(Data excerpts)
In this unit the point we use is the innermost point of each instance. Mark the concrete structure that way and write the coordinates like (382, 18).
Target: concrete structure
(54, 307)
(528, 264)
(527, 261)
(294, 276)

---

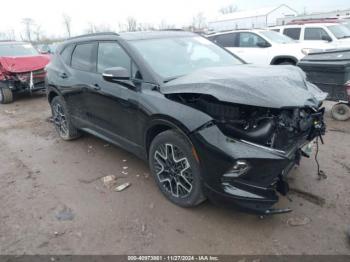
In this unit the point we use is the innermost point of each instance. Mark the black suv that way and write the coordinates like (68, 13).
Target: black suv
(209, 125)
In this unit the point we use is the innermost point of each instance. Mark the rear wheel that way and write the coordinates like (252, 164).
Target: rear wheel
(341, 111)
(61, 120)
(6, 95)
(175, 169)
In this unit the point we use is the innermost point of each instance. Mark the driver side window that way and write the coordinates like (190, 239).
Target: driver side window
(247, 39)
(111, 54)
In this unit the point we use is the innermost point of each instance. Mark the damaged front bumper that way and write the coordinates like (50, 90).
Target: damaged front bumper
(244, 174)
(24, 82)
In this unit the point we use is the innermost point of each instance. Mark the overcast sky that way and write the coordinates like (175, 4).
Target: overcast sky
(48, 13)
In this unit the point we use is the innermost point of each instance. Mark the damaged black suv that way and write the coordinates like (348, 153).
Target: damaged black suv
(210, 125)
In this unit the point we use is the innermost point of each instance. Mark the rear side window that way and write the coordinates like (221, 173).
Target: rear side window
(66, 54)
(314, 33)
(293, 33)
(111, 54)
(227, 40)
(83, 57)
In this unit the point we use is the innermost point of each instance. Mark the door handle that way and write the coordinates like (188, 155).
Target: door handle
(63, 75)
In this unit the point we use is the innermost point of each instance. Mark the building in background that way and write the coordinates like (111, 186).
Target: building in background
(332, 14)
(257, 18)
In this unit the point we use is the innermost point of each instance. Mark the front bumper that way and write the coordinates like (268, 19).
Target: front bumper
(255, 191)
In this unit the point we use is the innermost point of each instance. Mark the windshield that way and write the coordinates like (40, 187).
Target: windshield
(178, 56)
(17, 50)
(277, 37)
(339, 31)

[What you are asked to do]: From the data above, output exactly the lines between the one containing "Target: damaged front bumper" and the one containing "like (221, 173).", counting both of them.

[Solution for this exercise]:
Target: damaged front bumper
(244, 174)
(24, 82)
In this unit the point we use is the innermost point of each instance. Mark the overcast sky that way and write the coordinates like (175, 4).
Target: overcast sky
(48, 13)
In this unit the point we use is the innermost point of each instance. Mark the damaged black suv that way and write the coordinates like (348, 153).
Target: damaged black suv
(210, 125)
In this unit the point we use is the innermost point of each instance. Mark the rear side window that way and write the coordinates like (221, 173).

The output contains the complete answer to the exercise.